VOCI FORNITE ▸
════════════════
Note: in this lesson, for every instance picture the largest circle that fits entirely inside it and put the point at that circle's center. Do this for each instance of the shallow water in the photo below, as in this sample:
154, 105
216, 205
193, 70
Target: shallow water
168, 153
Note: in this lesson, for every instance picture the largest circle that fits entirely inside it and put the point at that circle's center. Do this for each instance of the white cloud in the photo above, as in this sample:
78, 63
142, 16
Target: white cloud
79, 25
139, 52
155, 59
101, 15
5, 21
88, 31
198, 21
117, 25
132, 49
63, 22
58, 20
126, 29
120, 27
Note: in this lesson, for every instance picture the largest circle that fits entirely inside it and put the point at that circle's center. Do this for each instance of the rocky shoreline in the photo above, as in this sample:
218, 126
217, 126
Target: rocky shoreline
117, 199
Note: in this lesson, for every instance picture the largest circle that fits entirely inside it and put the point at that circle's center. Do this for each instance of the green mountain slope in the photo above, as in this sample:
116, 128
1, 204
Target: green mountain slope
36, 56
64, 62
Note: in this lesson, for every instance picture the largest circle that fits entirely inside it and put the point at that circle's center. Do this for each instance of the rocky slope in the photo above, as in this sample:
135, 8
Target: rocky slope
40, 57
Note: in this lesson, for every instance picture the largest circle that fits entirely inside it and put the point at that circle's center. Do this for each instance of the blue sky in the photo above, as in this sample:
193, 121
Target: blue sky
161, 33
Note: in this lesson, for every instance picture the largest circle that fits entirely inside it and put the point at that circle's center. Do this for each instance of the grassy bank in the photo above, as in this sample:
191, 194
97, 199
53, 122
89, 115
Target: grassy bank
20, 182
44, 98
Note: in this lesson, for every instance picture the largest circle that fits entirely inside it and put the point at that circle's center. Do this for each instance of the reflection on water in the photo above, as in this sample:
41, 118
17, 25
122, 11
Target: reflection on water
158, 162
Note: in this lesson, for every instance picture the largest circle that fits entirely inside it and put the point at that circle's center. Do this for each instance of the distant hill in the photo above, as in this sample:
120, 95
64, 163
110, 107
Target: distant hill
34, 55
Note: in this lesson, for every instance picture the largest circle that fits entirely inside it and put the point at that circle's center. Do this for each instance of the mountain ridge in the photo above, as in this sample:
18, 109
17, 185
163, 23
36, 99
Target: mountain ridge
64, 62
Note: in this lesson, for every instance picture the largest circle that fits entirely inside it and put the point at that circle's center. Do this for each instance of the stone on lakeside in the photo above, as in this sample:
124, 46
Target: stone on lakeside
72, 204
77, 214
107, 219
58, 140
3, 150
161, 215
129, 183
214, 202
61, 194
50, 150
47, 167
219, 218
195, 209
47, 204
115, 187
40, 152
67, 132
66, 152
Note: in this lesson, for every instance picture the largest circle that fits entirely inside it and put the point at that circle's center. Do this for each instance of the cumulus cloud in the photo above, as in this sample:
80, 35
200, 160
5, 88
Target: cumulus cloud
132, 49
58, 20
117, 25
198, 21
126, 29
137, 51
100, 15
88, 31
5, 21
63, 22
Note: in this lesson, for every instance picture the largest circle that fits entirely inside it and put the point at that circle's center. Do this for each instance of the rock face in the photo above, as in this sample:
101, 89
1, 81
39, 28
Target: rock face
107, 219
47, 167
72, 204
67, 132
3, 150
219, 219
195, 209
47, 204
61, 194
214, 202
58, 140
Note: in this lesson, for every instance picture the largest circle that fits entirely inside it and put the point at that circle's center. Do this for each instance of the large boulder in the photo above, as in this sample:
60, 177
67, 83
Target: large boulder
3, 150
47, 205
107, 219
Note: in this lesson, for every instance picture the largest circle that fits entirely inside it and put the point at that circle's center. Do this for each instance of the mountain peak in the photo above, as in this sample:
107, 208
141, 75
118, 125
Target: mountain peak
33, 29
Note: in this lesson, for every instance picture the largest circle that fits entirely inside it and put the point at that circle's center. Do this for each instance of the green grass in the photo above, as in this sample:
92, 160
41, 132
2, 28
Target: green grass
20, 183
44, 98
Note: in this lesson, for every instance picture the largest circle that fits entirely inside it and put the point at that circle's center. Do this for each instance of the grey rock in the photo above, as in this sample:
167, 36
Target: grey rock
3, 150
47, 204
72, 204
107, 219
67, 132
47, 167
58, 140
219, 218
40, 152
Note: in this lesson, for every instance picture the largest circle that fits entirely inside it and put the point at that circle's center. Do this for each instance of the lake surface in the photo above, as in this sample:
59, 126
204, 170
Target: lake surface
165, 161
════════════════
OBIETTIVO ▸ Esprimi tutte le righe delle voci qui sopra come tabella Markdown, escludendo le righe vuote. Usa due colonne intitolate «Numero» e «Riga della voce».

RISPOSTA ▸
| Numero | Riga della voce |
|---|---|
| 1 | Note: in this lesson, for every instance picture the largest circle that fits entirely inside it and put the point at that circle's center. Do this for each instance of the shallow water in the photo below, as in this sample: |
| 2 | 154, 105 |
| 3 | 216, 205 |
| 4 | 193, 70 |
| 5 | Target: shallow water |
| 6 | 168, 153 |
| 7 | Note: in this lesson, for every instance picture the largest circle that fits entirely inside it and put the point at that circle's center. Do this for each instance of the white cloud in the photo above, as in this sample: |
| 8 | 78, 63 |
| 9 | 142, 16 |
| 10 | Target: white cloud |
| 11 | 79, 25 |
| 12 | 139, 52 |
| 13 | 155, 59 |
| 14 | 101, 15 |
| 15 | 5, 21 |
| 16 | 88, 31 |
| 17 | 198, 21 |
| 18 | 117, 25 |
| 19 | 132, 49 |
| 20 | 63, 22 |
| 21 | 58, 20 |
| 22 | 126, 29 |
| 23 | 120, 27 |
| 24 | Note: in this lesson, for every instance picture the largest circle that fits entirely inside it and put the point at that circle's center. Do this for each instance of the rocky shoreline in the photo above, as in this sample: |
| 25 | 218, 126 |
| 26 | 217, 126 |
| 27 | Target: rocky shoreline |
| 28 | 117, 199 |
| 29 | Note: in this lesson, for every instance picture the largest circle that fits entirely inside it and put the point at that circle's center. Do this for each instance of the green mountain slope in the photo above, as in this sample: |
| 30 | 116, 128 |
| 31 | 1, 204 |
| 32 | Target: green mountain slope |
| 33 | 36, 56 |
| 34 | 64, 62 |
| 35 | Note: in this lesson, for every instance picture the largest circle that fits entirely inside it and put the point at that circle's center. Do this for each instance of the rocky slope in the photo above, as in this sample: |
| 36 | 135, 8 |
| 37 | Target: rocky slope |
| 38 | 40, 57 |
| 39 | Note: in this lesson, for every instance picture the largest circle that fits entirely inside it and put the point at that circle's center. Do this for each instance of the blue sky in the photo above, as in this sample: |
| 40 | 193, 121 |
| 41 | Target: blue sky |
| 42 | 161, 33 |
| 43 | Note: in this lesson, for every instance picture the largest circle that fits entirely inside it and put the point at that circle's center. Do this for each instance of the grassy bank in the photo above, as in this sample: |
| 44 | 191, 194 |
| 45 | 97, 199 |
| 46 | 53, 122 |
| 47 | 89, 115 |
| 48 | Target: grassy bank |
| 49 | 20, 182 |
| 50 | 44, 98 |
| 51 | Note: in this lesson, for every instance picture the largest circle that fits entirely inside it and put the point at that circle's center. Do this for each instance of the reflection on water in the photo above, as in this sample: |
| 52 | 41, 118 |
| 53 | 17, 25 |
| 54 | 122, 11 |
| 55 | Target: reflection on water |
| 56 | 158, 162 |
| 57 | Note: in this lesson, for every instance picture the largest circle that fits entirely inside it and put the point at that circle's center. Do this for each instance of the distant hill in the photo above, as in this sample: |
| 58 | 120, 95 |
| 59 | 64, 163 |
| 60 | 110, 107 |
| 61 | Target: distant hill |
| 62 | 34, 55 |
| 63 | Note: in this lesson, for every instance picture the largest circle that fits entirely inside it and put the point at that circle's center. Do this for each instance of the mountain ridge in the photo above, as in this sample: |
| 64 | 18, 109 |
| 65 | 17, 185 |
| 66 | 163, 23 |
| 67 | 36, 99 |
| 68 | Target: mountain ridge |
| 69 | 64, 62 |
| 70 | Note: in this lesson, for every instance picture the largest circle that fits entirely inside it and put the point at that circle's center. Do this for each instance of the stone on lakeside in the photo above, as in this sample: |
| 71 | 124, 46 |
| 72 | Target: stone on lakeside |
| 73 | 72, 204 |
| 74 | 77, 214 |
| 75 | 107, 219 |
| 76 | 58, 140 |
| 77 | 3, 150 |
| 78 | 161, 215 |
| 79 | 129, 183 |
| 80 | 214, 202 |
| 81 | 61, 194 |
| 82 | 50, 150 |
| 83 | 47, 167 |
| 84 | 219, 218 |
| 85 | 195, 209 |
| 86 | 47, 204 |
| 87 | 115, 187 |
| 88 | 40, 152 |
| 89 | 67, 132 |
| 90 | 66, 152 |
| 91 | Note: in this lesson, for every instance picture the largest circle that fits entirely inside it and put the point at that circle's center. Do this for each instance of the cumulus cloud in the photo above, as in this sample: |
| 92 | 80, 35 |
| 93 | 200, 160 |
| 94 | 5, 88 |
| 95 | Target: cumulus cloud |
| 96 | 132, 49 |
| 97 | 58, 20 |
| 98 | 117, 25 |
| 99 | 198, 21 |
| 100 | 126, 29 |
| 101 | 137, 51 |
| 102 | 100, 15 |
| 103 | 88, 31 |
| 104 | 5, 21 |
| 105 | 63, 22 |
| 106 | Note: in this lesson, for every instance picture the largest circle that fits entirely inside it and put the point at that circle's center. Do this for each instance of the rock face in the photo above, as in this sample: |
| 107 | 101, 89 |
| 108 | 1, 81 |
| 109 | 39, 28 |
| 110 | Target: rock face |
| 111 | 107, 219 |
| 112 | 47, 167 |
| 113 | 72, 204 |
| 114 | 67, 132 |
| 115 | 3, 150 |
| 116 | 219, 219 |
| 117 | 195, 209 |
| 118 | 47, 204 |
| 119 | 61, 194 |
| 120 | 214, 202 |
| 121 | 58, 140 |
| 122 | Note: in this lesson, for every instance picture the largest circle that fits entirely inside it and put the point at that circle's center. Do this for each instance of the large boulder in the photo above, as in this sample: |
| 123 | 60, 177 |
| 124 | 67, 83 |
| 125 | Target: large boulder |
| 126 | 3, 150 |
| 127 | 47, 205 |
| 128 | 107, 219 |
| 129 | Note: in this lesson, for every instance picture the largest circle that fits entirely inside it and put the point at that circle's center. Do this for each instance of the mountain peak in the photo above, as in this sample: |
| 130 | 107, 208 |
| 131 | 141, 75 |
| 132 | 118, 125 |
| 133 | Target: mountain peak |
| 134 | 33, 29 |
| 135 | Note: in this lesson, for every instance picture the largest circle that fits entirely inside it and put the point at that circle's center. Do this for each instance of the green grass in the photo above, as in this sample: |
| 136 | 92, 160 |
| 137 | 41, 132 |
| 138 | 2, 28 |
| 139 | Target: green grass |
| 140 | 20, 183 |
| 141 | 44, 98 |
| 142 | Note: in this lesson, for every instance picture the largest circle that fits entirely inside it and put the point at that circle's center. Do this for each instance of the grey rock in the photo above, as in this sample: |
| 143 | 167, 36 |
| 144 | Target: grey rock |
| 145 | 3, 150 |
| 146 | 47, 204 |
| 147 | 72, 204 |
| 148 | 107, 219 |
| 149 | 67, 132 |
| 150 | 47, 167 |
| 151 | 58, 140 |
| 152 | 219, 218 |
| 153 | 40, 152 |
| 154 | Note: in this lesson, for every instance picture the largest circle that fits entirely inside it and put the point at that circle's center. Do this for each instance of the lake surface in the photo above, as in this sample: |
| 155 | 59, 126 |
| 156 | 204, 170 |
| 157 | Target: lake surface |
| 158 | 165, 161 |